--- Short problem A ---
Answer these from the text on claiming Social Security Disability benefits:
(i) What age range does it give for full retirement age?
(ii) Up to what per-year penalty does it say claiming retirement benefits up to three years early can cost?
(iii) Over how many years of highest earnings is the standard benefit normally calculated?

Image source: Getty Images.

Why claiming Social Security Disability benefits can be a better choice

Social Security Disability Insurance (SSDI) is another program you pay into, just like retirement benefits. It's an entitlement that's there to provide for you if you become unable to work due to a severe disabling condition. And you're able to claim it at any time until you've reached your full retirement age (FRA), which is between 66 and 67, depending on when you were born. 

To understand why that's important, you need to know that if you claim your retirement benefits before FRA, you're subject to an early filing penalty that reduces your standard benefit amount. This penalty could cost you as much as 6.7% per year if you claim retirement benefits up to three years early, and an additional 5% per year if you start your retirement benefits more than three years before FRA. 

If you claim Social Security disability instead of retirement benefits when you're younger than your FRA, you won't face this penalty that permanently reduces your monthly income. Your SSDI benefits are based on your standard retirement amount, even if you're younger than full retirement age when you claim them. Then, when you hit your full retirement age, you can just switch over to retirement benefits and still continue to get your higher standard benefit. 

There's also another big advantage to opting for SSDI too. Normally, your standard benefit is calculated based on average earnings over the 35 years your earnings were the highest. If you're found to be disabled and you have years of no income or low income because of it, a disability freeze ensures those years won't count against you when average earnings are calculated. 

So, basically, by opting for SSDI instead of Social Security retirement, you don't get hit with early filing penalties and you could get a higher standard benefit, raising your Social Security income in two different ways. 

Of course, you do need to qualify for SSDI, which can be challenging. Your disability has to be a long-term one, and it has to be serious enough to prevent you from working. The good news is, while many applications for disability are denied, it can be easier to qualify for these benefits as an older person than when you're younger. 

Don't claim your retirement benefits until you're sure 

Don't let your health issues prompt you to make a decision you'll regret when it comes to claiming Social Security retirement benefits. Take the time to explore whether filing for disability benefits instead could be a better financial move for the long term. If you're able to get a higher monthly income for the rest of your life, the extra effort involved in applying for SSDI will be well worth your time.

--- Short problem B ---
Retype verbatim the part of the records starting at the line containing "wooden log cabin" and ending at the last line of the records, with both ends included.

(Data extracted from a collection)
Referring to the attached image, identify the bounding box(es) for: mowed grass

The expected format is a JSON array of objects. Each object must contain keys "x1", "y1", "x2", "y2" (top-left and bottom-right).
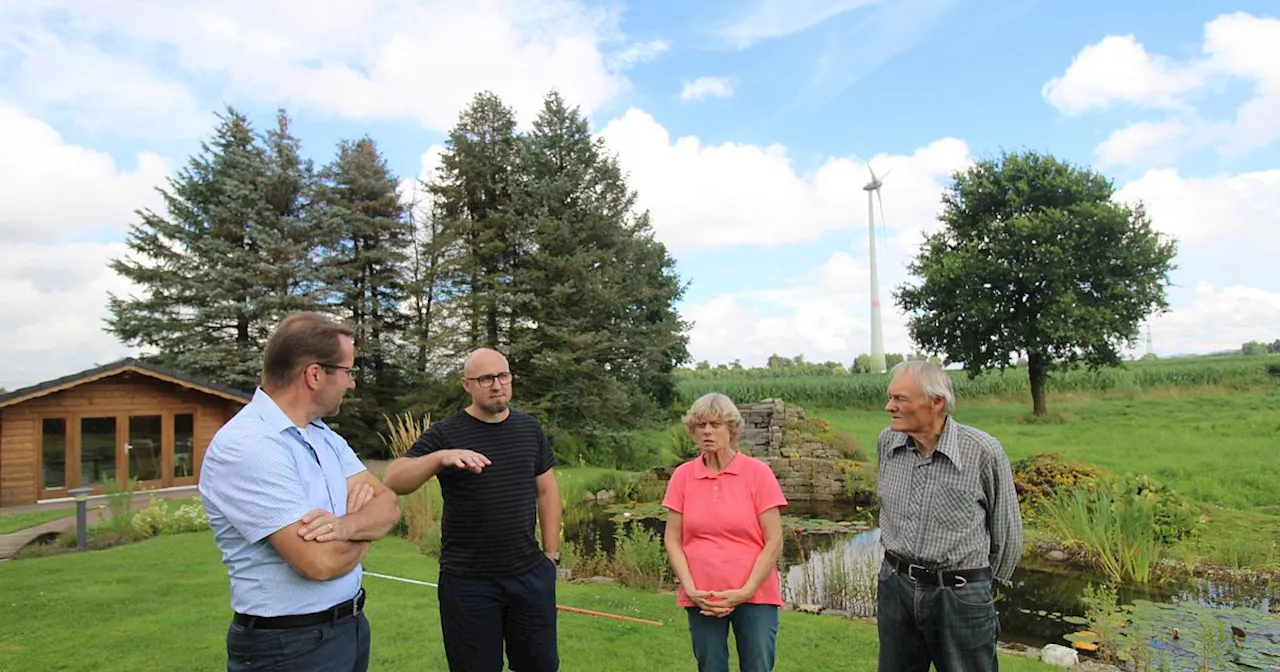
[
  {"x1": 810, "y1": 388, "x2": 1280, "y2": 568},
  {"x1": 680, "y1": 355, "x2": 1280, "y2": 410},
  {"x1": 0, "y1": 532, "x2": 1053, "y2": 672},
  {"x1": 810, "y1": 389, "x2": 1280, "y2": 509}
]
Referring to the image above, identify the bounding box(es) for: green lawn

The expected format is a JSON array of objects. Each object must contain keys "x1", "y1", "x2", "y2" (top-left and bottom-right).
[
  {"x1": 812, "y1": 389, "x2": 1280, "y2": 509},
  {"x1": 0, "y1": 508, "x2": 76, "y2": 534},
  {"x1": 810, "y1": 388, "x2": 1280, "y2": 568},
  {"x1": 0, "y1": 532, "x2": 1052, "y2": 672}
]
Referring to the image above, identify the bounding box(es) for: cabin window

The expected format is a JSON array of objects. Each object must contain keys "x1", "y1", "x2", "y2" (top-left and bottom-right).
[
  {"x1": 40, "y1": 417, "x2": 67, "y2": 489},
  {"x1": 173, "y1": 413, "x2": 196, "y2": 479},
  {"x1": 81, "y1": 417, "x2": 115, "y2": 485}
]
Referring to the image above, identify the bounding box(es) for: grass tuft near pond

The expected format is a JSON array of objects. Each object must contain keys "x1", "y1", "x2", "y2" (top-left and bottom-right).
[{"x1": 0, "y1": 532, "x2": 1053, "y2": 672}]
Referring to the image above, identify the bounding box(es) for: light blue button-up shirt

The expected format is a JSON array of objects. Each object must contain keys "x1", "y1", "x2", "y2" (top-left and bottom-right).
[{"x1": 200, "y1": 388, "x2": 365, "y2": 616}]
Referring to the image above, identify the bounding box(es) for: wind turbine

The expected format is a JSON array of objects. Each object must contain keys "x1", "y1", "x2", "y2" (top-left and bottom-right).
[{"x1": 863, "y1": 161, "x2": 893, "y2": 374}]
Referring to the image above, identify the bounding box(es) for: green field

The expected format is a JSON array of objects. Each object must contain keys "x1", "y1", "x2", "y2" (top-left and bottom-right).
[
  {"x1": 808, "y1": 389, "x2": 1280, "y2": 568},
  {"x1": 680, "y1": 355, "x2": 1280, "y2": 411},
  {"x1": 681, "y1": 355, "x2": 1280, "y2": 568},
  {"x1": 0, "y1": 532, "x2": 1053, "y2": 672},
  {"x1": 810, "y1": 389, "x2": 1280, "y2": 509}
]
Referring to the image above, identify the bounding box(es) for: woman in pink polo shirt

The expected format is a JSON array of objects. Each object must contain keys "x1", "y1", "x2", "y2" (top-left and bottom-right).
[{"x1": 662, "y1": 393, "x2": 787, "y2": 672}]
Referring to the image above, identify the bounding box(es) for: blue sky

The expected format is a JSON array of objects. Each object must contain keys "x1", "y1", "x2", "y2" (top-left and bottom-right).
[{"x1": 0, "y1": 0, "x2": 1280, "y2": 388}]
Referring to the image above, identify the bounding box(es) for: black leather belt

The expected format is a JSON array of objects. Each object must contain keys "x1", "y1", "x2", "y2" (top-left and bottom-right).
[
  {"x1": 884, "y1": 550, "x2": 992, "y2": 588},
  {"x1": 232, "y1": 588, "x2": 365, "y2": 630}
]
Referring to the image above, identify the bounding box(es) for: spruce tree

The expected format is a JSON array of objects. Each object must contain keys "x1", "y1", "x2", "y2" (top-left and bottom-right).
[
  {"x1": 106, "y1": 108, "x2": 322, "y2": 389},
  {"x1": 316, "y1": 137, "x2": 412, "y2": 447},
  {"x1": 511, "y1": 92, "x2": 689, "y2": 466}
]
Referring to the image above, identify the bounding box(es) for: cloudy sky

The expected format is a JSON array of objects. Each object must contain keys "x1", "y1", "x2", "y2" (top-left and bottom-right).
[{"x1": 0, "y1": 0, "x2": 1280, "y2": 389}]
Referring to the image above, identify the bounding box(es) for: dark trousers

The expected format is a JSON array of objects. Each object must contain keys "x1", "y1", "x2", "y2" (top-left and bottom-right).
[
  {"x1": 876, "y1": 564, "x2": 1000, "y2": 672},
  {"x1": 439, "y1": 561, "x2": 559, "y2": 672},
  {"x1": 685, "y1": 603, "x2": 778, "y2": 672},
  {"x1": 227, "y1": 612, "x2": 369, "y2": 672}
]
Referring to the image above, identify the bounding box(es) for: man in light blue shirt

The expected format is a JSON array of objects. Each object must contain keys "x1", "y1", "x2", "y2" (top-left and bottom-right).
[{"x1": 200, "y1": 312, "x2": 401, "y2": 672}]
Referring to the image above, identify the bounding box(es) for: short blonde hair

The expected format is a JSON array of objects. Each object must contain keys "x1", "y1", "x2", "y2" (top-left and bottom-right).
[{"x1": 685, "y1": 392, "x2": 742, "y2": 445}]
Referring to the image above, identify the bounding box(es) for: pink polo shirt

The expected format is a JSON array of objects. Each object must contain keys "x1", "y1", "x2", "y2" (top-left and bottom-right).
[{"x1": 662, "y1": 453, "x2": 787, "y2": 607}]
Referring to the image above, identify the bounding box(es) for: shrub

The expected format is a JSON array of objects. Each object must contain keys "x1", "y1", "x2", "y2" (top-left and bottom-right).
[
  {"x1": 612, "y1": 522, "x2": 671, "y2": 590},
  {"x1": 1107, "y1": 474, "x2": 1204, "y2": 545},
  {"x1": 133, "y1": 497, "x2": 209, "y2": 538},
  {"x1": 1043, "y1": 488, "x2": 1160, "y2": 584},
  {"x1": 1014, "y1": 453, "x2": 1100, "y2": 518},
  {"x1": 667, "y1": 424, "x2": 701, "y2": 463},
  {"x1": 836, "y1": 460, "x2": 878, "y2": 504},
  {"x1": 380, "y1": 412, "x2": 443, "y2": 553}
]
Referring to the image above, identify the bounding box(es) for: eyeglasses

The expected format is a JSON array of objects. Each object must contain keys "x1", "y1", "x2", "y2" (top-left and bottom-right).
[
  {"x1": 462, "y1": 371, "x2": 512, "y2": 388},
  {"x1": 316, "y1": 362, "x2": 360, "y2": 378}
]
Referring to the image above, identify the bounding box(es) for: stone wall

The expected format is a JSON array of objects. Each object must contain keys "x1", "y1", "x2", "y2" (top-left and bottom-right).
[{"x1": 737, "y1": 399, "x2": 845, "y2": 502}]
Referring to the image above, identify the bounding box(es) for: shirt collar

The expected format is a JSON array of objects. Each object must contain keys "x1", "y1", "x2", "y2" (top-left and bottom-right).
[
  {"x1": 248, "y1": 387, "x2": 326, "y2": 434},
  {"x1": 694, "y1": 451, "x2": 742, "y2": 479},
  {"x1": 891, "y1": 416, "x2": 964, "y2": 470}
]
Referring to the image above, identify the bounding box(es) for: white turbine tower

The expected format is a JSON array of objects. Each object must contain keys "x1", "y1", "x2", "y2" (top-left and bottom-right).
[{"x1": 863, "y1": 163, "x2": 892, "y2": 374}]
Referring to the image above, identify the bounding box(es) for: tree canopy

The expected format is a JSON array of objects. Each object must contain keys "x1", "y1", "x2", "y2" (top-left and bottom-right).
[
  {"x1": 893, "y1": 152, "x2": 1176, "y2": 416},
  {"x1": 106, "y1": 92, "x2": 689, "y2": 466}
]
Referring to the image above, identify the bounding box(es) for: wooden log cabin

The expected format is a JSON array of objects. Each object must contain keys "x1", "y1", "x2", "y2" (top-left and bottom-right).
[{"x1": 0, "y1": 358, "x2": 252, "y2": 507}]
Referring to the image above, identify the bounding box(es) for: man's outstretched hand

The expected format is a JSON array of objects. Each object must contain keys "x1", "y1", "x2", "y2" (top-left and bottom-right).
[{"x1": 440, "y1": 448, "x2": 492, "y2": 474}]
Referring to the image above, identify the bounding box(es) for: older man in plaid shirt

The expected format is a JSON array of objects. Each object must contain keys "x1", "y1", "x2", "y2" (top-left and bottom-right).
[{"x1": 876, "y1": 361, "x2": 1023, "y2": 672}]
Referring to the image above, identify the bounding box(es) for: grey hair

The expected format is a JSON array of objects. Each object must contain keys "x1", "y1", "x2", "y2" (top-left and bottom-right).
[
  {"x1": 685, "y1": 392, "x2": 742, "y2": 445},
  {"x1": 890, "y1": 360, "x2": 956, "y2": 415}
]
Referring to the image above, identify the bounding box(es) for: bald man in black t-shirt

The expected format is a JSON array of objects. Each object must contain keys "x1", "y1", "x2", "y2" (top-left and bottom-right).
[{"x1": 383, "y1": 348, "x2": 561, "y2": 672}]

--- Complete output A ---
(i) Between 66 and 67, depending on when you were born.
(ii) As much as 6.7% per year.
(iii) The 35 years your earnings were the highest.

--- Complete output B ---
Referring to the image above, identify the bounding box(es) for: wooden log cabin

The expected format is a JSON array of objects. Each object must contain keys "x1", "y1", "x2", "y2" (top-left and bottom-right).
[{"x1": 0, "y1": 358, "x2": 252, "y2": 507}]
Referring to the image above, identify the bounding box(es) for: man's outstretched hand

The expected format is a JSON array of objects. Each object must contain keys "x1", "y1", "x2", "y2" (top-left and bottom-right).
[{"x1": 440, "y1": 448, "x2": 492, "y2": 474}]
Referring to the image above, identify the bounding box(es) for: older man in plaid shirt

The expected format is a JSON array of objects. Each object must contain keys "x1", "y1", "x2", "y2" (top-left and bottom-right).
[{"x1": 876, "y1": 361, "x2": 1023, "y2": 672}]
Referring to the image above, identify the bounding box(es) for: grey hair

The expected format is a JSON array of objects. Each object must contain keys "x1", "y1", "x2", "y2" (top-left and bottom-right).
[
  {"x1": 685, "y1": 392, "x2": 742, "y2": 445},
  {"x1": 890, "y1": 360, "x2": 956, "y2": 415}
]
Referring to the image above, identify the bounding box(es) for: bald man in black t-shirt

The expected format is a JSON array of objects. Each object must contain keys "x1", "y1", "x2", "y2" (top-left and bottom-right).
[{"x1": 383, "y1": 348, "x2": 561, "y2": 672}]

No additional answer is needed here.